- _INSTRUCTIONS FOR THE TASK_
Stop after the line containing "wooden plank lying": print each line exactly from the first line of the listing up to that point.

┄┄┄┄┄┄

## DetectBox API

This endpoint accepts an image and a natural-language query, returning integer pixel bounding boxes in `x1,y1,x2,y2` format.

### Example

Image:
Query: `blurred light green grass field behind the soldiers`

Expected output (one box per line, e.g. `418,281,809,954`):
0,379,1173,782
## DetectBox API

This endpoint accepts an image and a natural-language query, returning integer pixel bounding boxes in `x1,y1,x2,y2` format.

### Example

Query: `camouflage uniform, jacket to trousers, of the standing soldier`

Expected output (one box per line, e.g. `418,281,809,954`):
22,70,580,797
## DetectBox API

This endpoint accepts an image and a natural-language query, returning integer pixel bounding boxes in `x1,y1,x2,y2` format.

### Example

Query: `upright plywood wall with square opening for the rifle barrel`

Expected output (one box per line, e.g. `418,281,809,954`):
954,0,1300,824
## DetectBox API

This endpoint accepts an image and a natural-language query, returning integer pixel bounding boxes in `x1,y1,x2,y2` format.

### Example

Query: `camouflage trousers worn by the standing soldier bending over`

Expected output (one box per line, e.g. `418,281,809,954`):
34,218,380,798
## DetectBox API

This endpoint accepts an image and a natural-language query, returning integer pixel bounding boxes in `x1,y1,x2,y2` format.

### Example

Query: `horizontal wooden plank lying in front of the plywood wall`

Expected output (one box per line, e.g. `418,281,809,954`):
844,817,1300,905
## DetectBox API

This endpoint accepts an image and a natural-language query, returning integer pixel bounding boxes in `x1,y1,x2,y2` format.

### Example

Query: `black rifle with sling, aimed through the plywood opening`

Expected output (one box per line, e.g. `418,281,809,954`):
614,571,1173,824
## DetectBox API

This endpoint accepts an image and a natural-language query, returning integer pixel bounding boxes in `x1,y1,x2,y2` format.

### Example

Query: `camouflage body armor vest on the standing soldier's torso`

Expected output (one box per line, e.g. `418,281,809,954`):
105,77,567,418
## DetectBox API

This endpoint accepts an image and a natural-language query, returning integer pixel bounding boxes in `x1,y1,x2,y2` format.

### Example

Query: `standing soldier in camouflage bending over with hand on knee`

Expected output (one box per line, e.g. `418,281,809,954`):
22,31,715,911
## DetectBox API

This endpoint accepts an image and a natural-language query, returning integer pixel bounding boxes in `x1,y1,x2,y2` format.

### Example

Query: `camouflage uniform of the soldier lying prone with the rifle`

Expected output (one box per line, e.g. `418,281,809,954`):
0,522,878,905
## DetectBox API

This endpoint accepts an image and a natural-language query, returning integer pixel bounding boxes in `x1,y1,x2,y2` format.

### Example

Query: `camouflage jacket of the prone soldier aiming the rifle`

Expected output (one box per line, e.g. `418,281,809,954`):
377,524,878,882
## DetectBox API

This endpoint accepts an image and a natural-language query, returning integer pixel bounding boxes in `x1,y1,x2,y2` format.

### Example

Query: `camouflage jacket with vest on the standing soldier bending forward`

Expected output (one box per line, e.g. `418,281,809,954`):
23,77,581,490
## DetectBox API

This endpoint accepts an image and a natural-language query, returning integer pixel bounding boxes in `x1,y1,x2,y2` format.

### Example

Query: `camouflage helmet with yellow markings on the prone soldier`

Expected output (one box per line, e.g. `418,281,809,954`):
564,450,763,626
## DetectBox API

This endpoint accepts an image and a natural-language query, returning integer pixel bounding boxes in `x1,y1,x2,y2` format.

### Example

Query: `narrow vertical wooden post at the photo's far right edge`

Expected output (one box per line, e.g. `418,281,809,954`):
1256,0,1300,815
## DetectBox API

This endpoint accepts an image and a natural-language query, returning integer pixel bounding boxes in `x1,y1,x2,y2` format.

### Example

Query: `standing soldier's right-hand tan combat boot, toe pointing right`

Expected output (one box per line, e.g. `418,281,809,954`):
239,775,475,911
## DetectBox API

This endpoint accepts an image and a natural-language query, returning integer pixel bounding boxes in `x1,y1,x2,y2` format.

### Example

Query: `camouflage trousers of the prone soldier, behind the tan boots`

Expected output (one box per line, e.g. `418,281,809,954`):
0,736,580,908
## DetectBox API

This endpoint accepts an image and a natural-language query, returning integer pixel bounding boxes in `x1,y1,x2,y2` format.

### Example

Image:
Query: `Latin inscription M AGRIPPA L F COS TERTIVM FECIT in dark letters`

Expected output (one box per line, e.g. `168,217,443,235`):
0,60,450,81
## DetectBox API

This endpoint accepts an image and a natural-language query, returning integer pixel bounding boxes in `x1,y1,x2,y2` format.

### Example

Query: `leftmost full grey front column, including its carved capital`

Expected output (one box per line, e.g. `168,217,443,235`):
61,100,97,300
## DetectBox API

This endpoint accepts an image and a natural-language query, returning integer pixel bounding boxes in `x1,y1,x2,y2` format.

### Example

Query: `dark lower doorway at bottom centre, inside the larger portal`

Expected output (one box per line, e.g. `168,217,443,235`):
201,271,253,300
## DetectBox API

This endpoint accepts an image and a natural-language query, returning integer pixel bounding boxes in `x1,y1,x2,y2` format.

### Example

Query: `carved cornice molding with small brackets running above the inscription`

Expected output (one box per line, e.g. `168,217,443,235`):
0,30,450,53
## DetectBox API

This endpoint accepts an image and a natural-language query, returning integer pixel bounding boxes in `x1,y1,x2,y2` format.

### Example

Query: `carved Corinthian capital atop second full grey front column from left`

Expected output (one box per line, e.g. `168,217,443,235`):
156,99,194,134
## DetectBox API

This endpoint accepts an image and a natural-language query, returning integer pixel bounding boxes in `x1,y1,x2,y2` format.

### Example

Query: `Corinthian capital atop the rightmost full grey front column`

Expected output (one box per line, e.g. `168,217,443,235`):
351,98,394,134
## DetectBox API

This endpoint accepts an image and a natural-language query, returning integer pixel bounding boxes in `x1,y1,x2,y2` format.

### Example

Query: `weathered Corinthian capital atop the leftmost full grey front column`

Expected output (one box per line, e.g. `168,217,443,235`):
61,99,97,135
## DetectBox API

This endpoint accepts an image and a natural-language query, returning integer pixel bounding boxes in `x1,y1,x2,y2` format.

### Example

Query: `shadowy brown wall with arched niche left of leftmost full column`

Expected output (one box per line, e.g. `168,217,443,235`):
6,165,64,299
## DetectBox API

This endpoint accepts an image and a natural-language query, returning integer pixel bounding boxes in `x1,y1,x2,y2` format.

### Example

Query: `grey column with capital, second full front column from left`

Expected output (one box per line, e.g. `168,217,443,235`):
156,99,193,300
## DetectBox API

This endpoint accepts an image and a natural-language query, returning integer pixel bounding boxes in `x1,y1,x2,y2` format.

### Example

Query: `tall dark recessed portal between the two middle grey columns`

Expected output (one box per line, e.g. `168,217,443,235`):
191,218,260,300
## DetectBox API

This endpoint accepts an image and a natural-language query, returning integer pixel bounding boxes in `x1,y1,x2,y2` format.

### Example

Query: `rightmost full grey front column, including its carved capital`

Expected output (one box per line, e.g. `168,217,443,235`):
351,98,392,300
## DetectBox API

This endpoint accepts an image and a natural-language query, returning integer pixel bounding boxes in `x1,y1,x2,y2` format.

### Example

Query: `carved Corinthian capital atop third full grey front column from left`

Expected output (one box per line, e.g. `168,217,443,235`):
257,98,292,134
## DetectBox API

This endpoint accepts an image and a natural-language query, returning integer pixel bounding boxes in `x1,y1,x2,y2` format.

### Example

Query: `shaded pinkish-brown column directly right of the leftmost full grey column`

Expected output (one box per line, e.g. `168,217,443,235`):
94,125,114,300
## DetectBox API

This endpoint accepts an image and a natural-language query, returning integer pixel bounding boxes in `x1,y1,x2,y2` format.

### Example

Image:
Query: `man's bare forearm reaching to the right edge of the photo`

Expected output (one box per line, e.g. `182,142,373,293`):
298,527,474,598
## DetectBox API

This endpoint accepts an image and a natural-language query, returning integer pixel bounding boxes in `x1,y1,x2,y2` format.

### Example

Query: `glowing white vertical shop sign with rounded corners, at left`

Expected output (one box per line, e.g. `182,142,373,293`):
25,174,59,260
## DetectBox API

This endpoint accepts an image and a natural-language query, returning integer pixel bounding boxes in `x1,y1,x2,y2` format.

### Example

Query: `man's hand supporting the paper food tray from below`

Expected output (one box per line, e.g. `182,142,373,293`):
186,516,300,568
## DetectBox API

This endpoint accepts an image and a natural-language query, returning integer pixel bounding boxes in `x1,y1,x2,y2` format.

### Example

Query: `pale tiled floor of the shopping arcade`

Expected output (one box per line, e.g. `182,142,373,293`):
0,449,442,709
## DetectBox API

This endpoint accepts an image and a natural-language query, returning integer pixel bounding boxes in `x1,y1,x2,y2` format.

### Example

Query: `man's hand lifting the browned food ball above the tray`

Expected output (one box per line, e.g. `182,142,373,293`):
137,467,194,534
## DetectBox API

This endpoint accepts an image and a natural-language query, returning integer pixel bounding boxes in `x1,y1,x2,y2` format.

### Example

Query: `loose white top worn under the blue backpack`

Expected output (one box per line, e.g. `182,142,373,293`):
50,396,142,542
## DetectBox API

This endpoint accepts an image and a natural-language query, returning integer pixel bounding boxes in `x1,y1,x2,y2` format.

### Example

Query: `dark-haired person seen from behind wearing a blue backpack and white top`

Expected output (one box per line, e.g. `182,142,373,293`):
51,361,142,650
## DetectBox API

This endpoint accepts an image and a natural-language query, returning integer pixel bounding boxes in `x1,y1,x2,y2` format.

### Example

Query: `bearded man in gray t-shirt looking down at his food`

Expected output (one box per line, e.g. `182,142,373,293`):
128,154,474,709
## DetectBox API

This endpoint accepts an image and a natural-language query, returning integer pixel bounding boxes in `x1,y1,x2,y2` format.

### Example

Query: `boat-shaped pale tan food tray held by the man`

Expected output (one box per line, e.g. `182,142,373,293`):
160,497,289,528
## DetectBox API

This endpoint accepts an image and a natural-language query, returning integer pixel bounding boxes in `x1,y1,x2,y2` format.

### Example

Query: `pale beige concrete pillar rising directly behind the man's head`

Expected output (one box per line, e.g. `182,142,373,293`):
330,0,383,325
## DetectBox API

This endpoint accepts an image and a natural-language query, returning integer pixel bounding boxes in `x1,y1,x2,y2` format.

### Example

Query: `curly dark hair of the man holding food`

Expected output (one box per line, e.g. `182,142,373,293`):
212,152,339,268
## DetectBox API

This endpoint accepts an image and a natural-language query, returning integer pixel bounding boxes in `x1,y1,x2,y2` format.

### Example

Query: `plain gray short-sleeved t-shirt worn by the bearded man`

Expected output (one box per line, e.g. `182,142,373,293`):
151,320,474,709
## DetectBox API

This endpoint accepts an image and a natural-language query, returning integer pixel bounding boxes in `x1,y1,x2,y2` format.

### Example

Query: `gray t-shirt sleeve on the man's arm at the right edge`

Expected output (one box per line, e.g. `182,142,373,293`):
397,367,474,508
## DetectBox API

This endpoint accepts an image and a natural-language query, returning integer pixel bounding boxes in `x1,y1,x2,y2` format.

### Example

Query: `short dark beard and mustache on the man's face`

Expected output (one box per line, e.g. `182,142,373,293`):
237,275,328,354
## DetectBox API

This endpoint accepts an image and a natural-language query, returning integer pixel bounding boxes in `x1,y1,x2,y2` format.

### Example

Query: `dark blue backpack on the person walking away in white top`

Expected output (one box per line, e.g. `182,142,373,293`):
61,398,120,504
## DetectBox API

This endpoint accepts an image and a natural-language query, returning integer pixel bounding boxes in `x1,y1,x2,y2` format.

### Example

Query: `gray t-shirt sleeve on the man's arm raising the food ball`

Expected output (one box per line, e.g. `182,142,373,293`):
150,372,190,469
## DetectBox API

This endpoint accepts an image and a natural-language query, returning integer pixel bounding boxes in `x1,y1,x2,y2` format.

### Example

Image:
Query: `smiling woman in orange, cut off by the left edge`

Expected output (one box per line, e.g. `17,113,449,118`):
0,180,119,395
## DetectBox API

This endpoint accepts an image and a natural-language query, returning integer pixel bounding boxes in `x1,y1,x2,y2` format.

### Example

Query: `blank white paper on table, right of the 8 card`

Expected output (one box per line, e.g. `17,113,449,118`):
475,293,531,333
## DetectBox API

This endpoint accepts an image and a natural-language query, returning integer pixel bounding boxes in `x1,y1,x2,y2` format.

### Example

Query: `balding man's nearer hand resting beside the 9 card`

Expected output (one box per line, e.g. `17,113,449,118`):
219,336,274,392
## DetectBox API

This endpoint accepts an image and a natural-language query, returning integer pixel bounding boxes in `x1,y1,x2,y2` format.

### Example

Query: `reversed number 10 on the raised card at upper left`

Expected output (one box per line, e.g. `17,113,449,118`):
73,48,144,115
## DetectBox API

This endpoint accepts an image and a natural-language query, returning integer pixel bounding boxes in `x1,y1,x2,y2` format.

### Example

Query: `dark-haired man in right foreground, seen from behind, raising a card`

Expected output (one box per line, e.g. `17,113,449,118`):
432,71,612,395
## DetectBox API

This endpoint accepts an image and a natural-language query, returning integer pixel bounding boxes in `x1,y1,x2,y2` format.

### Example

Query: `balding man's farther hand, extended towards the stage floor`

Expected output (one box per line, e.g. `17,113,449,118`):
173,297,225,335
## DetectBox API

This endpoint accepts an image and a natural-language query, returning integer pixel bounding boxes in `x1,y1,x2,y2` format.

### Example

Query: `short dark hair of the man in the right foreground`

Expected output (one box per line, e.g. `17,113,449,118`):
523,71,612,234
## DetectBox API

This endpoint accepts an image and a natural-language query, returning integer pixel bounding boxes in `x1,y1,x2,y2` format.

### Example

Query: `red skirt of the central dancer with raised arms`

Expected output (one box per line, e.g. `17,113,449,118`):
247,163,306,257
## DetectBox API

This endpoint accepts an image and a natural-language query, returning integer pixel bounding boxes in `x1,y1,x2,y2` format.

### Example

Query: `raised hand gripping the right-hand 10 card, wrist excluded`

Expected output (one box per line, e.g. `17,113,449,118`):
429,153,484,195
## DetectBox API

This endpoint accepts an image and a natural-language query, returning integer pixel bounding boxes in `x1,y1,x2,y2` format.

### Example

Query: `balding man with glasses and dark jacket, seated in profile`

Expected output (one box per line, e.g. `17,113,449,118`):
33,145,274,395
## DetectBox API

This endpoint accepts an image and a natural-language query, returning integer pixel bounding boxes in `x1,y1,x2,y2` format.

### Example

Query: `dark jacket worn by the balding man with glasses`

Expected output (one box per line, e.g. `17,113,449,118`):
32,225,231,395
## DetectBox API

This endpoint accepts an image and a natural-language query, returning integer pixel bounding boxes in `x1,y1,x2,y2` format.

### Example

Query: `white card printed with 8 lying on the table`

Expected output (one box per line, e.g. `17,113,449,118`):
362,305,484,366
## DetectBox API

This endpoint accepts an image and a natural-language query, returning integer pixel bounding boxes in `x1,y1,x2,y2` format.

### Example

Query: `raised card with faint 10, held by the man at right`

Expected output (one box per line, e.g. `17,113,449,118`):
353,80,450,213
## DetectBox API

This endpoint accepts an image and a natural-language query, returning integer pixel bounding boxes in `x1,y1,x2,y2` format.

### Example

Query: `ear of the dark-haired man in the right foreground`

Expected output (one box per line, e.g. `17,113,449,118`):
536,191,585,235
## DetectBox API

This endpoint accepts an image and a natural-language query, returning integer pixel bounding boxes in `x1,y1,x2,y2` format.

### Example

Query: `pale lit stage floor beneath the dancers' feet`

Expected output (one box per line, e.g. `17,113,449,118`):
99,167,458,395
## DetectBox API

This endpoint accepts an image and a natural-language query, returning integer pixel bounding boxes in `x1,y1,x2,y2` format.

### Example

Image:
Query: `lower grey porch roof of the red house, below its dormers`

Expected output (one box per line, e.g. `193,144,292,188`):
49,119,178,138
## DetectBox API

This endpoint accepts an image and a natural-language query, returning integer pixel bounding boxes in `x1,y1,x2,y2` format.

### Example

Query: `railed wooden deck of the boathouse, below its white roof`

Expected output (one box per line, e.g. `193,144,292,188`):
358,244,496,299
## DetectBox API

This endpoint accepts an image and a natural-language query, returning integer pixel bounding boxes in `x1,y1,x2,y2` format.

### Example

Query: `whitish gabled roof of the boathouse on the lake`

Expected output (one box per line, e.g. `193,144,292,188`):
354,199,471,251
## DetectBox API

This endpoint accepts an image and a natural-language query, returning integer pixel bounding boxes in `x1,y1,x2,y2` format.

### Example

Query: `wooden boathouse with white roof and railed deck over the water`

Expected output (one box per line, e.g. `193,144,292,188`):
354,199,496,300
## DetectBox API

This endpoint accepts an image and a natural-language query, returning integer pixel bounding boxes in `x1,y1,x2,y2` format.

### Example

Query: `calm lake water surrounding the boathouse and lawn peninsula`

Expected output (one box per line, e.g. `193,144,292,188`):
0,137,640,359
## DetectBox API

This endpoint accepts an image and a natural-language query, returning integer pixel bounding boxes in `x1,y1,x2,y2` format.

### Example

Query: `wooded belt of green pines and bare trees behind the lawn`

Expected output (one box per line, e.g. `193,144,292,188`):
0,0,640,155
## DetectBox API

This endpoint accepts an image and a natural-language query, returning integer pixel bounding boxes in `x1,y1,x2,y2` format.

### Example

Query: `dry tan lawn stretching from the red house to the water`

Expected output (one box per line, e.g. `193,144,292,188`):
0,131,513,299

┄┄┄┄┄┄

- _OUTPUT FOR THIS TASK_
## DetectBox API

This endpoint accepts an image and a natural-language query, returning integer pixel bounding boxes in `x1,y1,x2,y2` format.

### Example

Image:
Query: `blurred light green grass field behind the soldiers`

Expected output (one box per line, e.g. `418,281,809,954`):
0,379,1173,782
## DetectBox API

This endpoint accepts an image and a natural-language query, returning integer pixel bounding boxes in `x1,y1,x2,y2` format.

### Example

Query: `camouflage uniform, jacket to trousers, of the standing soldier`

Expected output (one box per line, e.g. `418,281,809,954`):
22,70,580,797
## DetectBox API

This endpoint accepts an image and a natural-language query, returning integer pixel bounding boxes in `x1,y1,x2,y2` format.

### Example

Query: `upright plywood wall with square opening for the rifle barrel`

Expected output (one box per line, e.g. `418,281,809,954`):
954,0,1300,824
## DetectBox API

This endpoint accepts an image and a natural-language query, returning integer pixel bounding boxes in `x1,y1,x2,y2` format.

### Example

Query: `camouflage trousers worn by the standing soldier bending over`

Expected output (one box per line, e.g. `418,281,809,954`):
34,218,380,798
## DetectBox API

This endpoint accepts an image and a natural-language query, returning integer pixel bounding boxes in `x1,y1,x2,y2` format.

### Example

Query: `horizontal wooden plank lying in front of the plywood wall`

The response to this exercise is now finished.